Given request
Retype every line of the listing below without any changes, and leave the pictures out of your answer.

Listed records

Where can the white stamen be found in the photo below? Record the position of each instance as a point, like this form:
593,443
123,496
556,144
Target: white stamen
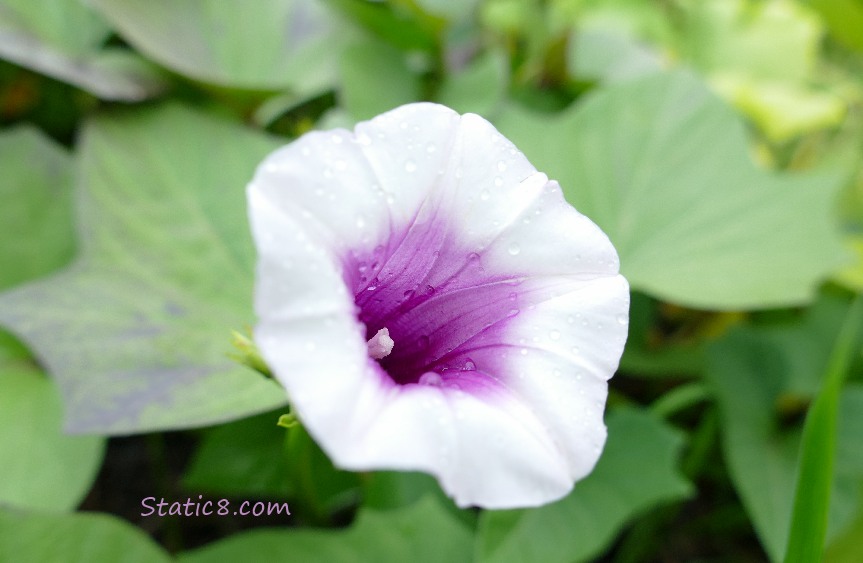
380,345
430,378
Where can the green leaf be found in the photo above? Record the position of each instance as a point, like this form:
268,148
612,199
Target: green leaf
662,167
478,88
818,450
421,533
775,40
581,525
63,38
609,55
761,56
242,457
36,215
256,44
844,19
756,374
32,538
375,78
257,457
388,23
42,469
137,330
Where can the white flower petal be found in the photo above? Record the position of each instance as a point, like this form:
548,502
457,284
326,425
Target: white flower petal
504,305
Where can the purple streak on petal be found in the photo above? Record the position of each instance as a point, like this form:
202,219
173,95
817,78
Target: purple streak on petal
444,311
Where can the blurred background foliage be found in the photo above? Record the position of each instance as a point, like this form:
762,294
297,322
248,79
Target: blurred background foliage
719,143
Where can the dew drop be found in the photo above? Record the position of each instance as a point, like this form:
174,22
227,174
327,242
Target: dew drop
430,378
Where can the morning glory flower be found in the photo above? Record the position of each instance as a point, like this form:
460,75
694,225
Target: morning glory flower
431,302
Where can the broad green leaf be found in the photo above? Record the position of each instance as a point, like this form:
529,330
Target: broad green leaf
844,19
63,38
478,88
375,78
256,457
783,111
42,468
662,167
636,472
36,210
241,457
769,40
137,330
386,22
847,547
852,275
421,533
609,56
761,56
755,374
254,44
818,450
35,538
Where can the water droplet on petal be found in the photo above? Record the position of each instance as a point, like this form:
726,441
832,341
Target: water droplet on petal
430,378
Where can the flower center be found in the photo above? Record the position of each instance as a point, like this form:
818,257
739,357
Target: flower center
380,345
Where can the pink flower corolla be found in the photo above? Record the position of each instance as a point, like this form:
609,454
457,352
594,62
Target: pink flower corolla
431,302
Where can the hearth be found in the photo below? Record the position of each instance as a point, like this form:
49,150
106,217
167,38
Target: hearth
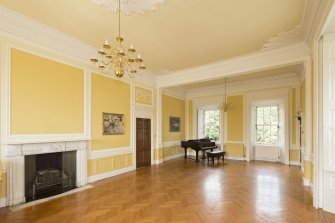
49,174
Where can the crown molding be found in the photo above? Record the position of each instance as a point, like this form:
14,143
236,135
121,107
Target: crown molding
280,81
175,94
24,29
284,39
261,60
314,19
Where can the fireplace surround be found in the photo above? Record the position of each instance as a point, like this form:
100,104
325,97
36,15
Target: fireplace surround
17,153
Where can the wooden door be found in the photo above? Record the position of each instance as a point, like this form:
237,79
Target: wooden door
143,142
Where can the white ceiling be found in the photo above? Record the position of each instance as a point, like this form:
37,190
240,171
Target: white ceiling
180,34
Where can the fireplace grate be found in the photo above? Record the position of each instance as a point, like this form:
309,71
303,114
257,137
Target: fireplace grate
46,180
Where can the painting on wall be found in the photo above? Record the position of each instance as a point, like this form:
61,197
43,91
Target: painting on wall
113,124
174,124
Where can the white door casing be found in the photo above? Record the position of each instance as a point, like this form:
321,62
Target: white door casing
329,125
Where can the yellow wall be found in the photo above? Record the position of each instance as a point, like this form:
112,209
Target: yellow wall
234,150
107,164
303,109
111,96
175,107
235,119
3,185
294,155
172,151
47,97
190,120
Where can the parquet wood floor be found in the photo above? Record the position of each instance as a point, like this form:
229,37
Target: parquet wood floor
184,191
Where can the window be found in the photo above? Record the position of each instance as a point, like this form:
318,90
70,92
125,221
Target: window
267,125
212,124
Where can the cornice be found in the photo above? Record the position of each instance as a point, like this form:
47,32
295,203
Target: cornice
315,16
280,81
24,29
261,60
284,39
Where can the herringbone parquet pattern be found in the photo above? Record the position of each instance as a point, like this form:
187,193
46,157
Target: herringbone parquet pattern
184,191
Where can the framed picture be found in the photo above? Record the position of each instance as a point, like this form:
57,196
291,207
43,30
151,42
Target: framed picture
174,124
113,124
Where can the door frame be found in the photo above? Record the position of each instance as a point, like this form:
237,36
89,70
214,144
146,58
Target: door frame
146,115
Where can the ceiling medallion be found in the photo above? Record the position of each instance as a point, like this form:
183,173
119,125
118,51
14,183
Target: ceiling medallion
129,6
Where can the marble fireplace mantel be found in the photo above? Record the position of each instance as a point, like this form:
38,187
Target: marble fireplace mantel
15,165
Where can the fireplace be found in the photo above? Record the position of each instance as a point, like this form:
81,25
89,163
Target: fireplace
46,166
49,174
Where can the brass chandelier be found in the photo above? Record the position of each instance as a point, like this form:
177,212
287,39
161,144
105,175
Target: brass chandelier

Task response
Where can the white stamen be found in the photo below? Record the position of each instance as a point, like this form:
593,443
123,496
556,144
Target: white stamen
380,345
430,378
Where can the green leaf be found in the photo above? Record the position of each instance as a point, like this form:
268,148
612,199
Target: green leaf
662,167
478,88
818,450
421,533
775,40
581,525
63,38
609,55
761,56
242,457
36,215
256,44
844,19
756,374
32,538
375,78
257,457
388,23
42,469
137,330
Where can the white flower petal be found in the photo above? Record the position of each instance as a point, like this form:
548,502
457,284
326,425
Target: white flower petal
504,305
Where can the purple streak on petal be found in the photo above? Record the position of each instance as a point, like this form:
202,219
173,95
817,78
Target: purple streak on petal
444,311
Where can the blurred background foliage be found in the photo above? Record the position of each instance as a point, like this form:
762,294
297,322
248,79
Target: blurred background foliage
719,143
Where can the dew drop be found in the photo above? Record the position of each instance as a point, like this form:
174,22
227,174
327,242
Target: dew drop
430,378
Where can the morning glory flower be found in the photo above? Record the position of each instance as a point, like this form:
460,75
694,225
Target: morning glory flower
431,302
Where can the broad green leaf be found in the photo above? Record the position of each instance as a point, like this form:
529,330
Target: broad green leaf
844,19
63,38
478,88
375,78
256,457
783,111
42,468
662,167
636,472
36,210
241,457
769,40
137,330
386,22
847,547
852,275
421,533
609,56
761,56
755,374
254,44
818,450
35,538
Where can the water droplet on petal be found in the photo above? Record the position of each instance as a point, like this form:
726,441
832,341
Target: water droplet on petal
430,378
Where can the flower center be found in the photo above? Record the position of each instance as a point, like this form:
818,257
739,357
Target: flower center
380,345
Where can the pink flower corolla be found in the photo above? Record the position of each instance as a point, like this form:
609,454
457,352
594,62
Target: pink flower corolla
431,302
Where can the hearth be found in the photo below? Record the position of each instance as a point, like this form:
49,150
106,217
167,38
Target: hearth
49,174
Where can the crown molding be found in the photo above? Record the position of each instance as a point, like this form:
14,143
236,135
121,107
Target: crown molding
280,81
175,94
24,29
284,39
261,60
314,19
Where can the fireplace surround be found in the photo above? Record the position of each instance as a point, like this form:
100,104
325,97
36,15
Target: fireplace surround
17,153
Where can the wooden door be found in the photo above? Record the position of each instance as a point, like this form:
237,79
Target: wooden door
143,142
Where can the white ceiling be found in the photo above? Record the position of each instance as a point, like this form:
37,190
240,171
Target: white ceiling
180,34
Where can the fireplace grate be found in the photo above? Record the position of each instance as a point, like this form:
309,71
303,114
257,137
Target: fireplace grate
46,180
Where can the painting on wall be found in the photo above? Record the position of each instance as a point, like this form:
61,197
43,91
Target: painting on wall
113,124
174,124
Where can the white door casing be found in the photo above? Record the position of each instance as a point, like this form:
321,62
Target: white door casing
329,125
Where can the yellow wall be found in the photo above? Record the position of each instance as a point, like this form:
112,209
Target: yellow wall
234,150
107,164
303,109
111,96
175,107
235,119
3,185
294,155
172,151
47,97
190,120
Where can the parquet wood floor be found in the photo above? Record the position of each instance as a point, like this form:
229,37
Target: parquet wood floor
184,191
Where can the window be found in the photo above? Record the position of each instance as a point, like this form:
318,90
70,92
125,221
Target: window
267,125
212,124
Where can the cornice be found in the photo above? Record the position of each instance as a point, like this form:
47,32
295,203
Target: cornice
315,16
280,81
24,29
261,60
284,39
Where can the herringbone parquet pattern be found in the photo above? Record the position of each instance as a point, like this form:
187,193
46,157
Target: herringbone parquet pattern
184,191
Where can the framed picture be found in the photo above? Record the position of each instance as a point, like this form:
57,196
291,207
43,30
151,42
Target: framed picture
174,124
113,124
Where can the door frame be found in the photo above? Record the position of each instance as a point, like this form:
237,36
89,70
214,144
146,58
Target: door frame
146,115
Where can the ceiling medallion be found in the photo above? Record the position of each instance as a point, like this form:
183,173
119,125
118,51
14,183
Target: ceiling medallion
129,6
Where can the marble fireplace mantel be found in the photo above? Record the position of each instance as a point, like this form:
38,187
Target: marble fireplace mantel
15,165
Where can the fireplace be found in the photo above? Record the position of each instance as a point, like this form:
81,25
89,163
Target: fireplace
46,166
49,174
Where can the brass chandelier be found in the photo above? Record the position of each instance as a point, like this form:
177,212
287,39
161,144
105,175
Target: brass chandelier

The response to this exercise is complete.